* _Work to complete_:
What follows is a set of records. Copy them exactly and leave out the images.

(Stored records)
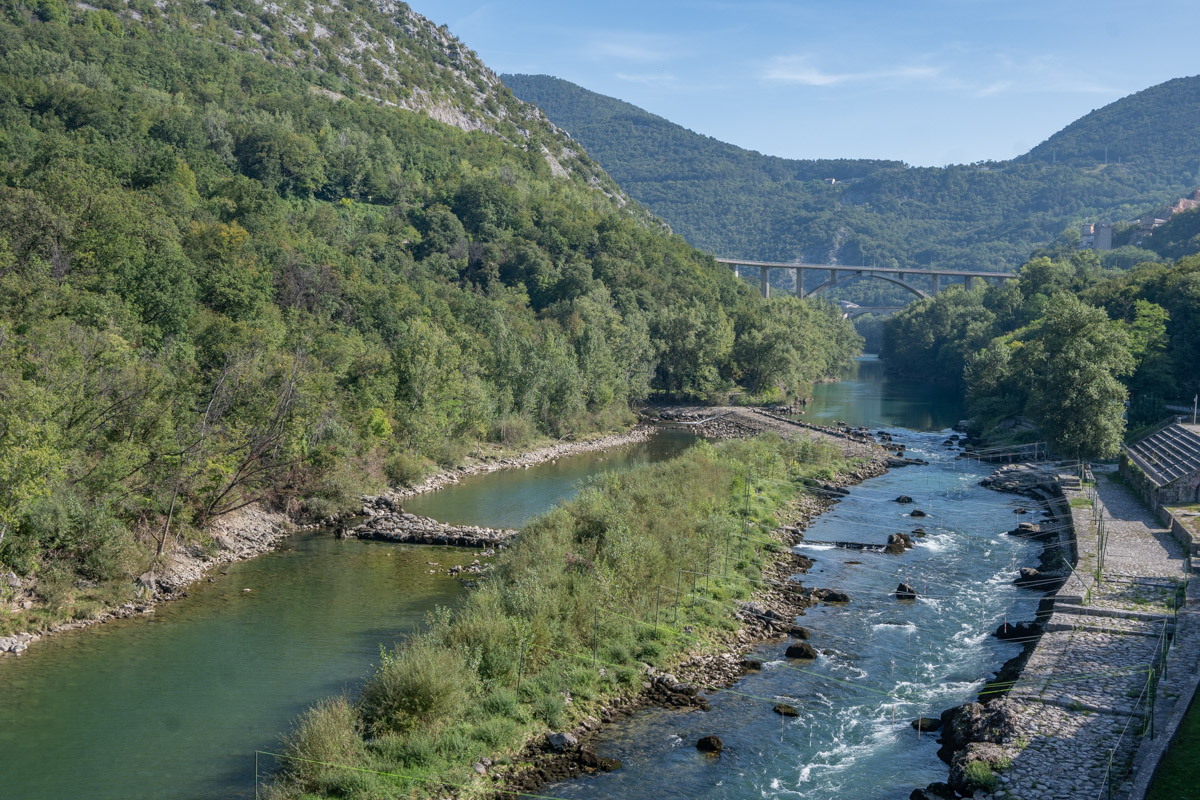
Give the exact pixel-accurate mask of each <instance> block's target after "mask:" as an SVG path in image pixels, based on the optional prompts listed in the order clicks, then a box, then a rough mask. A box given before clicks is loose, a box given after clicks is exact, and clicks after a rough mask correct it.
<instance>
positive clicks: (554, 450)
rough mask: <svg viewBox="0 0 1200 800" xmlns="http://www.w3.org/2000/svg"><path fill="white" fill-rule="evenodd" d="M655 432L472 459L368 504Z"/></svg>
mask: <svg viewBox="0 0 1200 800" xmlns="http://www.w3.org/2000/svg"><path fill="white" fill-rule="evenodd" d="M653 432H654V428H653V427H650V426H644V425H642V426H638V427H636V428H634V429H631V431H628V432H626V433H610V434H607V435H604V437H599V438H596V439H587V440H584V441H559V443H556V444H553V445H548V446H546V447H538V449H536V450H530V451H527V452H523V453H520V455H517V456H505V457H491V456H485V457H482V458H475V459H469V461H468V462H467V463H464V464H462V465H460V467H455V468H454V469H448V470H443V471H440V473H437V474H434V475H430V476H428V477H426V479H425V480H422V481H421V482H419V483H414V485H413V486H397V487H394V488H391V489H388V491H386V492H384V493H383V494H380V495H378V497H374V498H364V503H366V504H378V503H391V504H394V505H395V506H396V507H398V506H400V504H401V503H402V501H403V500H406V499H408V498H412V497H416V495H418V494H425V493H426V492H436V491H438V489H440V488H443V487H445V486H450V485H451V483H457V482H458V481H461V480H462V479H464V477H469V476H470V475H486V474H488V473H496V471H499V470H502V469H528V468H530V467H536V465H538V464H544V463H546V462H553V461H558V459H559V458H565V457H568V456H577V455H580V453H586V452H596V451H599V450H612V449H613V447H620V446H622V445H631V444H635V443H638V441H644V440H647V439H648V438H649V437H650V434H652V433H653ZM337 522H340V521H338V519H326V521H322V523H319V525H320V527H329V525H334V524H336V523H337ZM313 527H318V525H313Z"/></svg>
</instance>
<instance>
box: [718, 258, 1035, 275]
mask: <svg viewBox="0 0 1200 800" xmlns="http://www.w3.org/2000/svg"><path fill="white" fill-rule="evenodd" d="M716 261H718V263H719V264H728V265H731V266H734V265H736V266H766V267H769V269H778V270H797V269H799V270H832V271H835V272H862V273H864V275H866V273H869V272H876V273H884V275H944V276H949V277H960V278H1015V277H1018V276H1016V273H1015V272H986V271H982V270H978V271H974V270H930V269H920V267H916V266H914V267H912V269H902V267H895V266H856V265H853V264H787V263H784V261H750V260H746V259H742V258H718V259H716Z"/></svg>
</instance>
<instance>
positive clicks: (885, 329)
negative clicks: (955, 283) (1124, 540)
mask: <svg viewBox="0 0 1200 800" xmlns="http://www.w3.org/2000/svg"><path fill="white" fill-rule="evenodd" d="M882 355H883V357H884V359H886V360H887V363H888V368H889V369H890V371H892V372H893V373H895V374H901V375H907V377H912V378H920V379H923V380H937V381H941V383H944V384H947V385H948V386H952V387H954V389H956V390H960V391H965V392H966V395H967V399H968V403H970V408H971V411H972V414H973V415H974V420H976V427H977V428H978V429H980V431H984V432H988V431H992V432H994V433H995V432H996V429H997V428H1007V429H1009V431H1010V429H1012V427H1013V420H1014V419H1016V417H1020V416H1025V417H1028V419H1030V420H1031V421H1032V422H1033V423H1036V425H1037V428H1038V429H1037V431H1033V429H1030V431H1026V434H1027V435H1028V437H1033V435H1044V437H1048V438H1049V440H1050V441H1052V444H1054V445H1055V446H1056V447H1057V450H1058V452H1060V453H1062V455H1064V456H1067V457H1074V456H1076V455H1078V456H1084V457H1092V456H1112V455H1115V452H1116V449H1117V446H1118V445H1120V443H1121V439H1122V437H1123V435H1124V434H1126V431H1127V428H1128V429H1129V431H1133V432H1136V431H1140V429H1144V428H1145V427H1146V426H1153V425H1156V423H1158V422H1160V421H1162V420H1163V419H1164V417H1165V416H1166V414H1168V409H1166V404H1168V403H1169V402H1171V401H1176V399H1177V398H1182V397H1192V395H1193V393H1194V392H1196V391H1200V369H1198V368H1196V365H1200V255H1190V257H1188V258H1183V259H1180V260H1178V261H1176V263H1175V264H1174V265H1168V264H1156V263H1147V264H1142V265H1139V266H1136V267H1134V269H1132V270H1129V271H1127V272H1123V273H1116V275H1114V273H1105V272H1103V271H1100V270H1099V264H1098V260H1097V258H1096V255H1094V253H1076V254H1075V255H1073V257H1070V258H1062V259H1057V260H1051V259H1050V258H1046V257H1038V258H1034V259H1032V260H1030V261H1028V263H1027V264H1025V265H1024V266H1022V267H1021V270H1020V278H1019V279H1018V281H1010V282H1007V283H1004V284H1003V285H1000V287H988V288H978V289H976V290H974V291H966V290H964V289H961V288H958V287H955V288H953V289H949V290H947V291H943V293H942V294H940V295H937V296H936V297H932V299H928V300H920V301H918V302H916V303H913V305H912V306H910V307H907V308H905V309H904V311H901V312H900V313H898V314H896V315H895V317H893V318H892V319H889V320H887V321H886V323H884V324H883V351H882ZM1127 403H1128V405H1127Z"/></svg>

* _Exercise result_:
Give the exact pixel-accurate mask of each <instance> block's target after "mask:" as an SVG path in image pixels, based on the optional prompts listed in the order clicks, then a box, then a rough mask. A box given before clicks is loose, a box given after clicks is exact, and clicks after a rough mask correct it.
<instance>
positive clicks: (554, 450)
rough mask: <svg viewBox="0 0 1200 800" xmlns="http://www.w3.org/2000/svg"><path fill="white" fill-rule="evenodd" d="M655 432L472 459L368 504Z"/></svg>
mask: <svg viewBox="0 0 1200 800" xmlns="http://www.w3.org/2000/svg"><path fill="white" fill-rule="evenodd" d="M653 432H654V428H653V427H650V426H644V425H642V426H638V427H636V428H634V429H631V431H628V432H626V433H610V434H607V435H604V437H599V438H596V439H587V440H584V441H559V443H556V444H553V445H548V446H546V447H538V449H536V450H530V451H527V452H523V453H520V455H517V456H505V457H491V456H485V457H482V458H475V459H469V461H468V462H467V463H464V464H462V465H460V467H455V468H454V469H448V470H443V471H440V473H437V474H434V475H430V476H428V477H426V479H425V480H422V481H421V482H419V483H414V485H413V486H397V487H394V488H391V489H388V491H386V492H384V493H383V494H380V495H378V497H374V498H364V503H366V504H378V503H391V504H394V505H395V506H396V507H398V506H400V504H401V503H402V501H403V500H406V499H408V498H412V497H416V495H418V494H425V493H426V492H436V491H438V489H440V488H443V487H445V486H450V485H451V483H457V482H458V481H461V480H462V479H464V477H469V476H470V475H486V474H488V473H496V471H499V470H502V469H528V468H530V467H536V465H538V464H544V463H546V462H553V461H558V459H559V458H565V457H568V456H577V455H580V453H586V452H596V451H599V450H612V449H613V447H620V446H622V445H631V444H635V443H638V441H644V440H647V439H648V438H649V437H650V434H652V433H653ZM337 522H340V521H338V519H326V521H322V523H319V525H320V527H329V525H334V524H336V523H337ZM313 527H318V525H313Z"/></svg>
</instance>
<instance>
box: [718, 258, 1035, 275]
mask: <svg viewBox="0 0 1200 800" xmlns="http://www.w3.org/2000/svg"><path fill="white" fill-rule="evenodd" d="M716 261H718V263H719V264H728V265H731V266H734V265H736V266H766V267H769V269H778V270H797V269H799V270H832V271H835V272H862V273H864V275H866V273H869V272H876V273H884V275H944V276H949V277H960V278H1015V277H1018V276H1016V273H1015V272H986V271H982V270H978V271H974V270H930V269H920V267H916V266H914V267H912V269H902V267H895V266H856V265H853V264H787V263H784V261H750V260H746V259H742V258H718V259H716Z"/></svg>
</instance>
<instance>
positive clicks: (885, 329)
negative clicks: (955, 283) (1124, 540)
mask: <svg viewBox="0 0 1200 800" xmlns="http://www.w3.org/2000/svg"><path fill="white" fill-rule="evenodd" d="M882 355H883V357H884V359H886V360H887V363H888V368H889V369H890V371H892V372H893V373H895V374H901V375H907V377H912V378H920V379H923V380H937V381H941V383H944V384H947V385H948V386H952V387H954V389H956V390H960V391H965V392H966V395H967V399H968V403H970V408H971V411H972V414H973V415H974V420H976V427H977V428H978V429H980V431H984V432H988V431H992V432H994V433H995V432H996V429H997V428H1007V429H1009V431H1010V429H1012V427H1013V420H1014V419H1016V417H1020V416H1025V417H1028V419H1030V420H1031V421H1032V422H1033V423H1036V425H1037V428H1038V429H1037V431H1033V429H1030V431H1026V434H1027V435H1028V437H1033V435H1044V437H1048V438H1049V440H1050V441H1052V444H1054V445H1055V446H1056V447H1057V450H1058V452H1060V453H1062V455H1064V456H1067V457H1074V456H1076V455H1078V456H1084V457H1092V456H1112V455H1115V452H1116V449H1117V446H1118V445H1120V443H1121V439H1122V437H1123V435H1124V434H1126V431H1127V428H1128V429H1129V431H1133V432H1136V431H1140V429H1144V428H1145V427H1146V426H1153V425H1156V423H1158V422H1160V421H1162V420H1163V419H1164V417H1165V416H1166V414H1168V409H1166V404H1168V403H1169V402H1171V401H1176V399H1177V398H1182V397H1192V395H1193V393H1194V392H1196V391H1200V369H1198V368H1196V365H1200V255H1190V257H1188V258H1183V259H1180V260H1178V261H1176V263H1175V264H1174V265H1168V264H1156V263H1147V264H1142V265H1139V266H1136V267H1134V269H1132V270H1129V271H1127V272H1123V273H1116V275H1114V273H1105V272H1103V271H1100V270H1099V264H1098V260H1097V258H1096V255H1094V253H1076V254H1075V255H1073V257H1070V258H1062V259H1057V260H1051V259H1050V258H1046V257H1038V258H1034V259H1032V260H1030V261H1028V263H1027V264H1025V265H1024V266H1022V267H1021V270H1020V278H1019V279H1018V281H1010V282H1007V283H1004V284H1003V285H1000V287H988V288H978V289H976V290H974V291H966V290H964V289H961V288H958V287H955V288H953V289H949V290H947V291H943V293H942V294H940V295H937V296H936V297H932V299H928V300H920V301H918V302H916V303H913V305H912V306H910V307H907V308H905V309H904V311H901V312H900V313H898V314H896V315H895V317H893V318H892V319H889V320H887V321H886V323H884V324H883V351H882ZM1127 403H1128V405H1127Z"/></svg>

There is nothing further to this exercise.